* What is required *
Will you transcribe the entries that follow, exactly and in full?

* Material to process *
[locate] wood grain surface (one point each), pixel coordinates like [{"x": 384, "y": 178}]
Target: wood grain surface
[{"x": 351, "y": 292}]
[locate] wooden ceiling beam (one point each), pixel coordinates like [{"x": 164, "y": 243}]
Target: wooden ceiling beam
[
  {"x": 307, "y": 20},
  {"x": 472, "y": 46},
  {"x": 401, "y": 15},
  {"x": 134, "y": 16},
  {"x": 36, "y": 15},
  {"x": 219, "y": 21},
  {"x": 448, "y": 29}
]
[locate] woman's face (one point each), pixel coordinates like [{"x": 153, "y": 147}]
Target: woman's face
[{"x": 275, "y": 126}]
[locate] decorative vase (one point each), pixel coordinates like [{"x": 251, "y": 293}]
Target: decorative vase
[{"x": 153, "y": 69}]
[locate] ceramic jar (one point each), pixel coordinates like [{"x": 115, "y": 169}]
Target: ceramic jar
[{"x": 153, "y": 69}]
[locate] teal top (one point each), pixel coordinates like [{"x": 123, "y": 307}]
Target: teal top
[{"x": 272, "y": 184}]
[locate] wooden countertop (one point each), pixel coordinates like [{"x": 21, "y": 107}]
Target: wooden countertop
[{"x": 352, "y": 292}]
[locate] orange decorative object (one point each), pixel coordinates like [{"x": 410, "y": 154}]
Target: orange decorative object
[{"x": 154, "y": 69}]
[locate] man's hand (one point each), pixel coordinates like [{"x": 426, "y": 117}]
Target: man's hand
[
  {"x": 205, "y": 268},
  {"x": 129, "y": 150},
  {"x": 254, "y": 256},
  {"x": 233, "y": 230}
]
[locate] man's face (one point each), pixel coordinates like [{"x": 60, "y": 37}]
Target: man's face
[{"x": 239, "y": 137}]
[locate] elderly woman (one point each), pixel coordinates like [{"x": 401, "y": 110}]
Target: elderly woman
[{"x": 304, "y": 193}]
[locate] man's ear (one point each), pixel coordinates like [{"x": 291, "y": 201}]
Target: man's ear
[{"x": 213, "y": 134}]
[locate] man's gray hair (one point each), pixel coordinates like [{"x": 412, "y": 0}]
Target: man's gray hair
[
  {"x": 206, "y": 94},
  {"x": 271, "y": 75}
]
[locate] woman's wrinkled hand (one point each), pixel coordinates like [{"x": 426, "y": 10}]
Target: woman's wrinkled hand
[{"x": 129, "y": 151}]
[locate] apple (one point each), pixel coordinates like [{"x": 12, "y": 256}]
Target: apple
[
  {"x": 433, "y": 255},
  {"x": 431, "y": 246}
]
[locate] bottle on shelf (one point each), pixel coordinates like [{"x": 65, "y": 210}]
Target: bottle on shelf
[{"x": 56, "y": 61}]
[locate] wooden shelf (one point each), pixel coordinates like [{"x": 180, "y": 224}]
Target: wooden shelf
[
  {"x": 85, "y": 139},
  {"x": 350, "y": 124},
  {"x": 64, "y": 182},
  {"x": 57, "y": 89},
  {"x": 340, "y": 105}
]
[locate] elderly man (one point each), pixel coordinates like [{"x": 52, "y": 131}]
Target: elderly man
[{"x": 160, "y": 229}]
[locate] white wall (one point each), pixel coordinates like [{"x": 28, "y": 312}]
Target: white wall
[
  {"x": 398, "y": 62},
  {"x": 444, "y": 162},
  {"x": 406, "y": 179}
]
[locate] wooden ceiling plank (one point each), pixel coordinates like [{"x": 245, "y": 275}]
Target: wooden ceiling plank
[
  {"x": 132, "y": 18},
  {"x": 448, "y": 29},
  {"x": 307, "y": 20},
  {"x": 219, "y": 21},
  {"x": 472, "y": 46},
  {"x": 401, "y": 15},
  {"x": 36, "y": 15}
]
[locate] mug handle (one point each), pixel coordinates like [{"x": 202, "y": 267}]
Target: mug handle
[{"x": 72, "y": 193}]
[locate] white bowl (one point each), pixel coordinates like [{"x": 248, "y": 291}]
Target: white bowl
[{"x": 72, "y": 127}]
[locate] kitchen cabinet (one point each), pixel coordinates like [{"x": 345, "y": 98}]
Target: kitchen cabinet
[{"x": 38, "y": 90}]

* Exercise solution *
[locate] wood grain surface (one point each), pixel coordinates like [{"x": 384, "y": 178}]
Target: wood grain surface
[{"x": 351, "y": 292}]
[locate] wooden ceiling beam (one point each), pixel coordinates like [{"x": 164, "y": 243}]
Target: wooden ceiling beam
[
  {"x": 307, "y": 20},
  {"x": 472, "y": 46},
  {"x": 401, "y": 15},
  {"x": 134, "y": 16},
  {"x": 36, "y": 15},
  {"x": 219, "y": 21},
  {"x": 448, "y": 29}
]
[locate] woman's face (one point each), pixel coordinates like [{"x": 153, "y": 147}]
Target: woman's face
[{"x": 275, "y": 126}]
[locate] decorative vase (one point each), pixel coordinates like [{"x": 251, "y": 293}]
Target: decorative vase
[{"x": 153, "y": 69}]
[locate] ceramic jar (one point each), pixel coordinates like [{"x": 115, "y": 169}]
Target: ceramic jar
[{"x": 153, "y": 69}]
[locate] teal top (one point each), pixel coordinates like [{"x": 123, "y": 307}]
Target: teal top
[{"x": 272, "y": 184}]
[locate] wooden countertop (one point each), pixel coordinates like [{"x": 21, "y": 107}]
Target: wooden countertop
[{"x": 352, "y": 292}]
[locate] orange decorative object (one point each), pixel coordinates like [{"x": 410, "y": 154}]
Target: orange decorative object
[{"x": 154, "y": 69}]
[locate] man's hand (one point each), pixel coordinates like [{"x": 426, "y": 117}]
Target: man's hand
[
  {"x": 205, "y": 268},
  {"x": 129, "y": 150},
  {"x": 254, "y": 256},
  {"x": 233, "y": 230}
]
[locate] man's face (one point each), pixel coordinates like [{"x": 60, "y": 37}]
Target: man's face
[{"x": 239, "y": 137}]
[locate] elderly woman (one point each), pixel coordinates like [{"x": 401, "y": 110}]
Target: elderly woman
[{"x": 304, "y": 193}]
[locate] man's ear (one point each), pixel coordinates like [{"x": 291, "y": 201}]
Target: man's ear
[{"x": 213, "y": 134}]
[locate] man's gray hair (one point each), pixel coordinates like [{"x": 412, "y": 0}]
Target: man's gray hair
[
  {"x": 206, "y": 94},
  {"x": 271, "y": 75}
]
[locate] woman's wrinkled hand (one point each), pixel coordinates like [{"x": 426, "y": 10}]
Target: woman's wrinkled hand
[{"x": 129, "y": 151}]
[locate] apple (one point each), pixel coordinates like [{"x": 12, "y": 256}]
Target: apple
[
  {"x": 433, "y": 255},
  {"x": 431, "y": 246}
]
[locate] bottle on shelf (one point each), pixel coordinates like [{"x": 65, "y": 210}]
Target: bottle on shelf
[{"x": 56, "y": 61}]
[locate] wooden shelf (one point each), pixel coordinates like [{"x": 180, "y": 224}]
Target: wooden shelf
[
  {"x": 85, "y": 139},
  {"x": 350, "y": 124},
  {"x": 64, "y": 182},
  {"x": 57, "y": 89},
  {"x": 340, "y": 105}
]
[locate] elderly man (one point each), pixel coordinates like [{"x": 52, "y": 131}]
Target: elderly man
[{"x": 160, "y": 229}]
[locate] white wall (one point each), pixel coordinates like [{"x": 28, "y": 312}]
Target: white wall
[
  {"x": 398, "y": 62},
  {"x": 444, "y": 162},
  {"x": 406, "y": 179}
]
[locate] wooden ceiling plank (one point each), pixel coordinates like [{"x": 245, "y": 275}]
Target: wooden ceiling plank
[
  {"x": 132, "y": 18},
  {"x": 448, "y": 29},
  {"x": 307, "y": 20},
  {"x": 219, "y": 21},
  {"x": 472, "y": 46},
  {"x": 401, "y": 15},
  {"x": 36, "y": 15}
]
[locate] mug handle (one point each), pixel coordinates like [{"x": 202, "y": 267}]
Target: mug handle
[{"x": 72, "y": 193}]
[locate] white bowl (one point each), pixel coordinates like [{"x": 248, "y": 291}]
Target: white bowl
[{"x": 72, "y": 127}]
[locate] kitchen cabinet (one point each), pixel coordinates like [{"x": 345, "y": 98}]
Target: kitchen cabinet
[{"x": 38, "y": 90}]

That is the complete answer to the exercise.